— start EXTRACTED ENTRIES —
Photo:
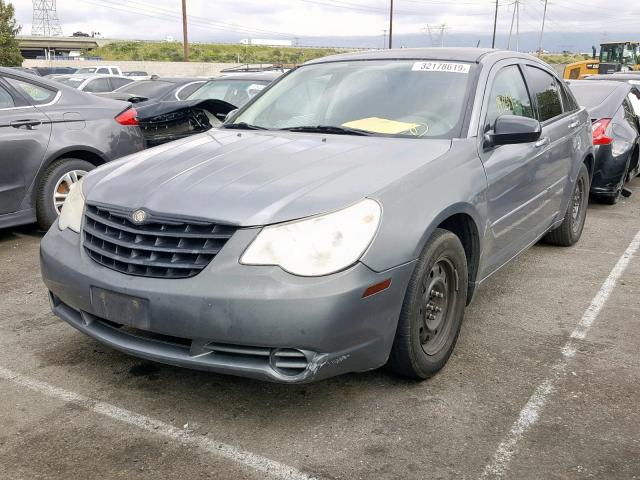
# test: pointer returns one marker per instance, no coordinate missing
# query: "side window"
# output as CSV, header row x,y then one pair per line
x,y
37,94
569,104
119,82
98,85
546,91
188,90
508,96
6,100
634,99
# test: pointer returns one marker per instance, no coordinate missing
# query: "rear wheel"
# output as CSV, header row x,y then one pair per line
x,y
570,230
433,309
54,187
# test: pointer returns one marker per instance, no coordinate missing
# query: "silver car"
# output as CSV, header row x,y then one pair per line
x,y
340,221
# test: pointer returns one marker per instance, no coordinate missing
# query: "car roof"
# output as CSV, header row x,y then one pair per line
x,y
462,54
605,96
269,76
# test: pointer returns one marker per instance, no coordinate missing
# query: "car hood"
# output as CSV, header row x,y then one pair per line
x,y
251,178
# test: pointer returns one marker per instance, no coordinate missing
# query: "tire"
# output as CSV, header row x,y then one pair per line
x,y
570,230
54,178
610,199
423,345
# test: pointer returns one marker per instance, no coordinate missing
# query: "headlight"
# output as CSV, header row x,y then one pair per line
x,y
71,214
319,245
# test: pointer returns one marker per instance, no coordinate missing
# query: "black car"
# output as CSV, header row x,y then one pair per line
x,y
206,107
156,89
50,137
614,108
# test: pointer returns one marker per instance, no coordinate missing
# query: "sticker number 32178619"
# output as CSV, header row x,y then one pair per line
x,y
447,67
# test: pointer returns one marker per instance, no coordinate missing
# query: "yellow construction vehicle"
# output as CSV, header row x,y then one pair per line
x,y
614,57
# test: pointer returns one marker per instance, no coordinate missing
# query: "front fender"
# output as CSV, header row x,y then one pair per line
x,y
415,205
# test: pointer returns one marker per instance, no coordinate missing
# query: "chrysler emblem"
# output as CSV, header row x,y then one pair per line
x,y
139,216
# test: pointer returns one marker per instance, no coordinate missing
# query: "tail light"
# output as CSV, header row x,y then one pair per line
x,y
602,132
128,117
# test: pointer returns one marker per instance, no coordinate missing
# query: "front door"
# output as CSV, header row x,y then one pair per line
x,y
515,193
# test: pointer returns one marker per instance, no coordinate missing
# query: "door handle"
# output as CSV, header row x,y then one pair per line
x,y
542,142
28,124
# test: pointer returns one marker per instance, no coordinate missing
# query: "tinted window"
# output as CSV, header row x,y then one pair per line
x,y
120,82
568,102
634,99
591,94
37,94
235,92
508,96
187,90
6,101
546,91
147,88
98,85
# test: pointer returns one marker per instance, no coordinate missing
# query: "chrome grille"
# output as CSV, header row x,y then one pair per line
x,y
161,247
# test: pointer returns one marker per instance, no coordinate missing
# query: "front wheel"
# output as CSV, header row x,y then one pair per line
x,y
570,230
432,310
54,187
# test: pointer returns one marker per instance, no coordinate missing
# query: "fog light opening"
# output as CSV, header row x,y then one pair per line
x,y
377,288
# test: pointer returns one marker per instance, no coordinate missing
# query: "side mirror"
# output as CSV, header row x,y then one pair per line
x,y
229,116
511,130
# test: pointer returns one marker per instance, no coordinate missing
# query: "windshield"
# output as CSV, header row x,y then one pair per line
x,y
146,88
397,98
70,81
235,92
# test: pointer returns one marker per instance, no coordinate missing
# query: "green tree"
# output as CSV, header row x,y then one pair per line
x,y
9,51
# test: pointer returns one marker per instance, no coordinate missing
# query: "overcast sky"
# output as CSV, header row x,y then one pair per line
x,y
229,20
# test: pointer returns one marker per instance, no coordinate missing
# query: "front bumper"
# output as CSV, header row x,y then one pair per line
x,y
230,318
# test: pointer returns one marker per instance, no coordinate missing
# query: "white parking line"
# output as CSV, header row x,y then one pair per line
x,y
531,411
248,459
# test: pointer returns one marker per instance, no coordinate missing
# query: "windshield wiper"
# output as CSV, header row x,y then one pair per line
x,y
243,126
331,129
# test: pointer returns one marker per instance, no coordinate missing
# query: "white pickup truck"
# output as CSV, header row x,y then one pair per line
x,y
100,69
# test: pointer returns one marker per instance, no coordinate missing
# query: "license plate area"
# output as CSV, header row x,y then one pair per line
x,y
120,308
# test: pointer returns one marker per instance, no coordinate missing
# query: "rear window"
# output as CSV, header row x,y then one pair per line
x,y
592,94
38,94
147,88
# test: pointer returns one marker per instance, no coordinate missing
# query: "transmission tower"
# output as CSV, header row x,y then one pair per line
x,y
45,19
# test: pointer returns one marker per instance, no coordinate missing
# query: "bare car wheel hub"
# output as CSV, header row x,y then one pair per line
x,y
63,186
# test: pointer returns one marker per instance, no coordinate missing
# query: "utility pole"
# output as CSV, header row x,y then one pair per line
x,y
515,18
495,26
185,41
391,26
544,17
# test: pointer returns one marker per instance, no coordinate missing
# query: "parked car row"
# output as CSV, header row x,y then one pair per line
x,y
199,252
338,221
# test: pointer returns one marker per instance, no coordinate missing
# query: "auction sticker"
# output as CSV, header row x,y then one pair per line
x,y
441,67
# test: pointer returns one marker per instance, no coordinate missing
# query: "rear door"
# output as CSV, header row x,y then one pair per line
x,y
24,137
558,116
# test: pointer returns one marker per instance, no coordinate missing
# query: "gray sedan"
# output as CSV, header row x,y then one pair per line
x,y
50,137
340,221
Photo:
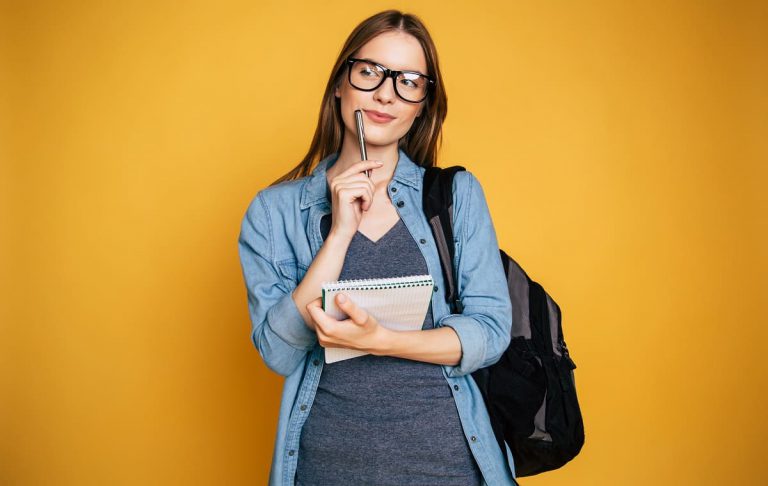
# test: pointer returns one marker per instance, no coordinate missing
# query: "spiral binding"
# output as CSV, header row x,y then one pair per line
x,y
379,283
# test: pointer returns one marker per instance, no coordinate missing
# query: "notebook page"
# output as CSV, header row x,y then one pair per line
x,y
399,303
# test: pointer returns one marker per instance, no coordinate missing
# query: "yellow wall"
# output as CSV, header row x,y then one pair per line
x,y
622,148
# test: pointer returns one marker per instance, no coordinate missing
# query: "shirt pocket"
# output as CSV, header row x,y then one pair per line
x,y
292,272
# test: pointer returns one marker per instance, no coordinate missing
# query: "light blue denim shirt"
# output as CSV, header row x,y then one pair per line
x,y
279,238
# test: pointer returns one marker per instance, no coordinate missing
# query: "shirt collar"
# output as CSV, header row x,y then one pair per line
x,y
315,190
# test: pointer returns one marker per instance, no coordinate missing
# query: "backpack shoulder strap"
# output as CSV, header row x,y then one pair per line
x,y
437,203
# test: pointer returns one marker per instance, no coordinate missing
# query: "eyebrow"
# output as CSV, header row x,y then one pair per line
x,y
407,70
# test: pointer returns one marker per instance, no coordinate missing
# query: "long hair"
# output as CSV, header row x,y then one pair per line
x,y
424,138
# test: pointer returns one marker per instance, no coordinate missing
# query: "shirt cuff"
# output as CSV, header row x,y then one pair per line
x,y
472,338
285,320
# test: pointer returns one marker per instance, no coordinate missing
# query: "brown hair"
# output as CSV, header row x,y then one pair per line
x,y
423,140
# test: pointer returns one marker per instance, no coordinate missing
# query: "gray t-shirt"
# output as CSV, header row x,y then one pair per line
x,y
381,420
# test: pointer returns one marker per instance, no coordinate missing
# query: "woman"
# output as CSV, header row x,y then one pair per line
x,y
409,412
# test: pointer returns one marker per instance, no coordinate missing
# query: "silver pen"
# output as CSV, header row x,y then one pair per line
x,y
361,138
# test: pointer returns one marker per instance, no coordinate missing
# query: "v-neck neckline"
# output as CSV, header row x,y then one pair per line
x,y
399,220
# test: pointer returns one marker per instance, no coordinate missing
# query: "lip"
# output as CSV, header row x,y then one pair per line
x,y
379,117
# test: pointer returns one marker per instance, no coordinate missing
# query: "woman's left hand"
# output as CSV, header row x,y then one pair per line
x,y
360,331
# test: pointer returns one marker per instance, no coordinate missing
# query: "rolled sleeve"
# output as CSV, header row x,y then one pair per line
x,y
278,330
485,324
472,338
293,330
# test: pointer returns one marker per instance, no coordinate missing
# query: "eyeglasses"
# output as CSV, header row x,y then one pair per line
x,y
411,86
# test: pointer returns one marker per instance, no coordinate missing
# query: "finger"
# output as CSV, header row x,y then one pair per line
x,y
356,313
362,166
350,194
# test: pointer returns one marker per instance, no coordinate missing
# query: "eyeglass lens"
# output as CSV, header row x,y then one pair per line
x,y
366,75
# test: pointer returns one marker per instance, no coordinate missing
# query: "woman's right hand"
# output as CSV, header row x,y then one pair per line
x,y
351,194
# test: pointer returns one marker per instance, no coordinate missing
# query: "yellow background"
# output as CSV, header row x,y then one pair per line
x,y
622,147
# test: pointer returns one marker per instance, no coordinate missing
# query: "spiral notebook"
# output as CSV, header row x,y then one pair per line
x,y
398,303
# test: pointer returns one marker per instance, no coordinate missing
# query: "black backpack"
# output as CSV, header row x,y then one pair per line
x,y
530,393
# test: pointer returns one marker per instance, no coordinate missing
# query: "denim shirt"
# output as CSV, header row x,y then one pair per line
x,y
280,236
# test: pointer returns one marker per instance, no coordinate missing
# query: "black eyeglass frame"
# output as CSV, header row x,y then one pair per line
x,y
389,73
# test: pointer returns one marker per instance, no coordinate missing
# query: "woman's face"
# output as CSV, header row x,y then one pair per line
— end EXTRACTED ENTRIES —
_YOUR INSTRUCTIONS_.
From the records above, pick out every line that contains the string "door" and copy each such line in full. Case counts in matching.

_SOLUTION_.
# query: "front door"
# query: "door handle"
# query: "rear door"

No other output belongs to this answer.